In the stretch of the material from the line containing "Note: spot the man's" through the line containing "<point>368,16</point>", change "man's short hair" to "woman's long hair". Write out only those lines and leave everything else in them unchanged.

+++

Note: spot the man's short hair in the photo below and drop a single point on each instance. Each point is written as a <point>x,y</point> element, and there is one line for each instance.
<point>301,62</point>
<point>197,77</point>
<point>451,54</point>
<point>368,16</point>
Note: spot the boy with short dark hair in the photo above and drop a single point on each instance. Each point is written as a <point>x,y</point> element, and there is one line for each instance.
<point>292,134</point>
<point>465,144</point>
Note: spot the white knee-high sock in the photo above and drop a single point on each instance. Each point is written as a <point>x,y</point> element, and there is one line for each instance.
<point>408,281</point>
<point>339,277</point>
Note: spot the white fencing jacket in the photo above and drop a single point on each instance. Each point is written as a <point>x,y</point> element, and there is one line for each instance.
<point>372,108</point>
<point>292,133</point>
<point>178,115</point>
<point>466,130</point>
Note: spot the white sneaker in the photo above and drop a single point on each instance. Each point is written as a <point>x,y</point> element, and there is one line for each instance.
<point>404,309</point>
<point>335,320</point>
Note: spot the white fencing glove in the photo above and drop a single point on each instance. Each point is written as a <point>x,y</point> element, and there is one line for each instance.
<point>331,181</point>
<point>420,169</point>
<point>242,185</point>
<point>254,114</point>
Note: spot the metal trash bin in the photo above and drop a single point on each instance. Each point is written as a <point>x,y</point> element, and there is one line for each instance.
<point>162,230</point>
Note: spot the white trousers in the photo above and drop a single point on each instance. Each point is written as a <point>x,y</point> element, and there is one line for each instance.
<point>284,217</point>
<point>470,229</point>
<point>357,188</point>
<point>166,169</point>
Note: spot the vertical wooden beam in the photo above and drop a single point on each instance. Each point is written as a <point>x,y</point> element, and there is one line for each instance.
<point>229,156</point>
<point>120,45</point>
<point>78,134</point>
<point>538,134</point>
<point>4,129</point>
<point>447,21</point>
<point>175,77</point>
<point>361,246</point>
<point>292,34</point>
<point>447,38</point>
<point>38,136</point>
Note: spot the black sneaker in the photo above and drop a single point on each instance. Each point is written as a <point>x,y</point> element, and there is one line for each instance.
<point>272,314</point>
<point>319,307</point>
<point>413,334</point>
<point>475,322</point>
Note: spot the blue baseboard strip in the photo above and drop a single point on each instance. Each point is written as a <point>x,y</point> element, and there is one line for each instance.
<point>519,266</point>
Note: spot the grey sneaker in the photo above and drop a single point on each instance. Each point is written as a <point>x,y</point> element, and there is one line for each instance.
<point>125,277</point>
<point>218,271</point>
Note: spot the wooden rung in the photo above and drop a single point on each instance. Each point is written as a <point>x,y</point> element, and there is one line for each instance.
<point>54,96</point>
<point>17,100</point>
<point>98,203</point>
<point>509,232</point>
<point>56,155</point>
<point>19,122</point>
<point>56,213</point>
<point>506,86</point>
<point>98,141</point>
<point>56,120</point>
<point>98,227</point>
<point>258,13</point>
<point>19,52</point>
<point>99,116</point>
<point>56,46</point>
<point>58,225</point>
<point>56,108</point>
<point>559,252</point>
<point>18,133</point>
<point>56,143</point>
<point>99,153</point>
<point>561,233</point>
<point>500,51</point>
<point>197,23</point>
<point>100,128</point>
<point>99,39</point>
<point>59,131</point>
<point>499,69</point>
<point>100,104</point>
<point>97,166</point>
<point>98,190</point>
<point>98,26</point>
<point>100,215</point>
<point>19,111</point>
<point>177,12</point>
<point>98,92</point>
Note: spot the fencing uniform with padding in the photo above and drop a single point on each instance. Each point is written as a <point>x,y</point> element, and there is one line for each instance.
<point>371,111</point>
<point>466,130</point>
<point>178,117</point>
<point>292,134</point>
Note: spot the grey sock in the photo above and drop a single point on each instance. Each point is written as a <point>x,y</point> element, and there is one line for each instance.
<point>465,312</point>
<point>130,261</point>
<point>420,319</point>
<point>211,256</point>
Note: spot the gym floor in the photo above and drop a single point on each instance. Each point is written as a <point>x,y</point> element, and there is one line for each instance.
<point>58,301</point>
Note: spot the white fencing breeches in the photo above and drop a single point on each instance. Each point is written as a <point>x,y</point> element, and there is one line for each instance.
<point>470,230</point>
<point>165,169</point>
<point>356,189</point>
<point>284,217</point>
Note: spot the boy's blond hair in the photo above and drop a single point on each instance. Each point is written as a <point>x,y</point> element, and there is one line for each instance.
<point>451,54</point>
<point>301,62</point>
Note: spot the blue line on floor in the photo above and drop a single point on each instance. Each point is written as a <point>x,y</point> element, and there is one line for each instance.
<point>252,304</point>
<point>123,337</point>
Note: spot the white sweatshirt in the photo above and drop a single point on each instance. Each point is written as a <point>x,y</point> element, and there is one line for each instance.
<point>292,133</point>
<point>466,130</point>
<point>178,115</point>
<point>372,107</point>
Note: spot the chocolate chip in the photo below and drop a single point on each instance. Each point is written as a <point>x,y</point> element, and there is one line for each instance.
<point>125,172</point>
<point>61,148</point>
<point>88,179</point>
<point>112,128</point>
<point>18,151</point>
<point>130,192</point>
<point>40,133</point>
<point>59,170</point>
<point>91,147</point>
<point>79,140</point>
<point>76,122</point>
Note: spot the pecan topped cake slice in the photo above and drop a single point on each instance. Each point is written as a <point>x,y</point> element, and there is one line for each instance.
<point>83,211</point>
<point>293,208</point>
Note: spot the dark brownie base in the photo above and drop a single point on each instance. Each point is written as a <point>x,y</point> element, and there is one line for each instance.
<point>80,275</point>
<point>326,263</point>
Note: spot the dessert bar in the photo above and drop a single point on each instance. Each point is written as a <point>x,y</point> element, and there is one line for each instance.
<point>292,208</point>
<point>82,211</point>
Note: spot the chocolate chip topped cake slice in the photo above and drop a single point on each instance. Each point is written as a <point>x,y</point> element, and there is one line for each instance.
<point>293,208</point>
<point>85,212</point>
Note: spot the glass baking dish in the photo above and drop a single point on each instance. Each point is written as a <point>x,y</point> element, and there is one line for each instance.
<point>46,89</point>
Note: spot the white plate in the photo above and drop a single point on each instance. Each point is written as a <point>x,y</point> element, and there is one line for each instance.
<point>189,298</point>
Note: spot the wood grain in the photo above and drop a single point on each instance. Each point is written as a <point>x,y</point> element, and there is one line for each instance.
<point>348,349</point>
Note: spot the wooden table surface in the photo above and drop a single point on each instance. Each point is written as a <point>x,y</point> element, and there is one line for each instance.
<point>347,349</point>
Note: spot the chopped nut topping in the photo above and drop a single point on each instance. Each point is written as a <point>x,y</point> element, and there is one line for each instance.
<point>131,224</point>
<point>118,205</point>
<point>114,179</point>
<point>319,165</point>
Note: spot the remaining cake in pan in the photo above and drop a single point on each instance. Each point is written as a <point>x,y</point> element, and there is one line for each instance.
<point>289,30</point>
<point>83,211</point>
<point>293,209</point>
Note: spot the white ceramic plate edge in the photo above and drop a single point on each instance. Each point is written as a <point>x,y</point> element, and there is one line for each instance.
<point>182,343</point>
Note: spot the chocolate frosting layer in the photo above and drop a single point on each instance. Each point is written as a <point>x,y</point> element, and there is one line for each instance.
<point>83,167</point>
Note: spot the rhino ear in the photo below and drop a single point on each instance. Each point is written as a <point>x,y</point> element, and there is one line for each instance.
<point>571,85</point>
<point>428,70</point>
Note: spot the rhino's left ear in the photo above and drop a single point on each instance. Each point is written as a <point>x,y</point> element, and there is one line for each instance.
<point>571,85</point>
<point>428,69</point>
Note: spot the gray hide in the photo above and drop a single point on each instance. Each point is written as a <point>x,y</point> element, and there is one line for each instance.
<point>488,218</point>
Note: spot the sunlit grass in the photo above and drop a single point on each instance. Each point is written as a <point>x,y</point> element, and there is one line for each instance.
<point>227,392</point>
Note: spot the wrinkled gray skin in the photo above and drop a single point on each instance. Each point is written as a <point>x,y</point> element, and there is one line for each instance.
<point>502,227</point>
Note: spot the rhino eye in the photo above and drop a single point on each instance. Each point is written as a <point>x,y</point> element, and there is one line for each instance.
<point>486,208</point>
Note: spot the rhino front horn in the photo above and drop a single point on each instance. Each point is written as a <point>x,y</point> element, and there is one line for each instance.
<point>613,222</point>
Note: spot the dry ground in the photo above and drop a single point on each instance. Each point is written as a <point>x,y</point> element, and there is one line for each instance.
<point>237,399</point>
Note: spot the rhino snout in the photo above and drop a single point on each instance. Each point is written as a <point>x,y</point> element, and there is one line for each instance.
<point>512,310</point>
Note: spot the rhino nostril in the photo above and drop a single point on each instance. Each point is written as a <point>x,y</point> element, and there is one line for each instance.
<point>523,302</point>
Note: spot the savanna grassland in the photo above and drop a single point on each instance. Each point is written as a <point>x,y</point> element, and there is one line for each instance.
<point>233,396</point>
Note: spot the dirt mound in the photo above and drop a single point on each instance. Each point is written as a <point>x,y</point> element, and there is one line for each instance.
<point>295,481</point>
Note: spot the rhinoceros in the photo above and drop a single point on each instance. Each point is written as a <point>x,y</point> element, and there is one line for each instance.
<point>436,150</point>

+++

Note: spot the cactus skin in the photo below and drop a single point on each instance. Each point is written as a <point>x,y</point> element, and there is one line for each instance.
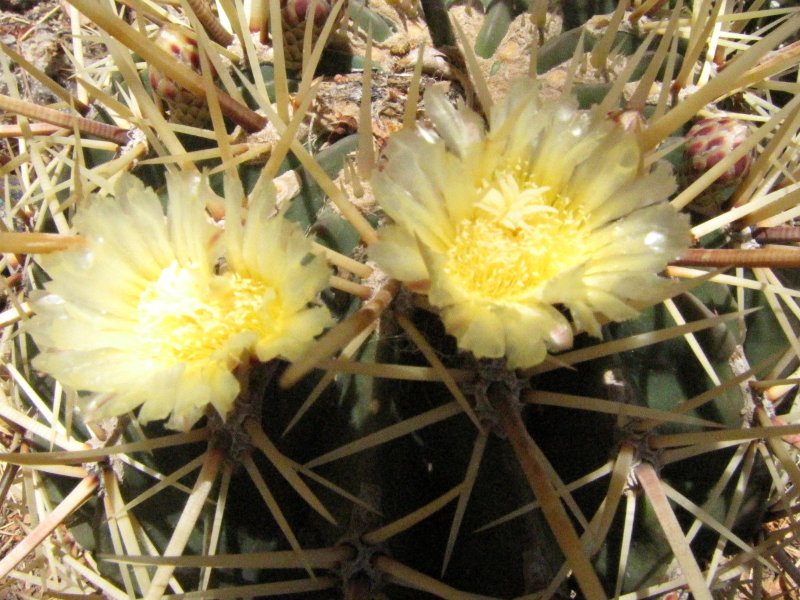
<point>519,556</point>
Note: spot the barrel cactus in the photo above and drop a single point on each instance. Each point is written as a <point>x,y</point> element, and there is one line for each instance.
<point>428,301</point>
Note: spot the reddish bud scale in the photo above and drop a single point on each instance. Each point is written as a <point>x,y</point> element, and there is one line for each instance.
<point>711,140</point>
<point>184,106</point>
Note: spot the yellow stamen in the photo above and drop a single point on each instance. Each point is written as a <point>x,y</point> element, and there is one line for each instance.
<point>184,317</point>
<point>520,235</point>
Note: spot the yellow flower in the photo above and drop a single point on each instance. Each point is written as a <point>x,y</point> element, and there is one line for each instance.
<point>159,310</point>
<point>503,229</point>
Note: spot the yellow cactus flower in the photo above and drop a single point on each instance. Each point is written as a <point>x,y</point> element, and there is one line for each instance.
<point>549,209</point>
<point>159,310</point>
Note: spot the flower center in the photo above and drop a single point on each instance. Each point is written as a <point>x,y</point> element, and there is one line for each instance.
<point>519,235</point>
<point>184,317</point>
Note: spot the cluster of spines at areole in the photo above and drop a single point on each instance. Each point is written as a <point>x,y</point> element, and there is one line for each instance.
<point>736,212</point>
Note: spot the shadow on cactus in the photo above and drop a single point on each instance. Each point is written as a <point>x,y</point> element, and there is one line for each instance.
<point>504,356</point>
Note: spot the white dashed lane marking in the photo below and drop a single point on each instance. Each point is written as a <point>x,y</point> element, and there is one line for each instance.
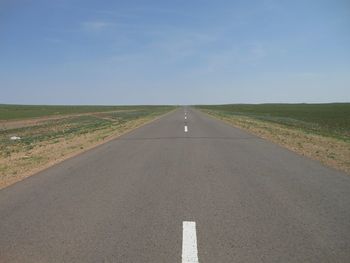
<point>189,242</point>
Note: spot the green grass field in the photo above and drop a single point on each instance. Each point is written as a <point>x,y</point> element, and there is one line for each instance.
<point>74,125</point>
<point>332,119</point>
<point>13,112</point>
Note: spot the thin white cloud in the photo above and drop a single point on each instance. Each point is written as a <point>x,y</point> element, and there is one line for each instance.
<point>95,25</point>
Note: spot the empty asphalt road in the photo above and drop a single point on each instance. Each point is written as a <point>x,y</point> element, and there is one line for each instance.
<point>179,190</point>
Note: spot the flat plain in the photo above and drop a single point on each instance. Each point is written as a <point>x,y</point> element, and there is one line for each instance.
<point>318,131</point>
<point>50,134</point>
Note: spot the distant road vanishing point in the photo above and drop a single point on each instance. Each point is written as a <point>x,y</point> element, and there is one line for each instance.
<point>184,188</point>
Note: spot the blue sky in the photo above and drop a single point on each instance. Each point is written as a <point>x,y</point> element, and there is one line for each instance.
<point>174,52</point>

+++

■ WRITTEN SOLUTION
Note: spot the woman's long hair in the photo below and drop a single point on each instance. Each point is written as a <point>x,y</point> element, and there is one line for each instance.
<point>301,62</point>
<point>197,77</point>
<point>451,54</point>
<point>368,16</point>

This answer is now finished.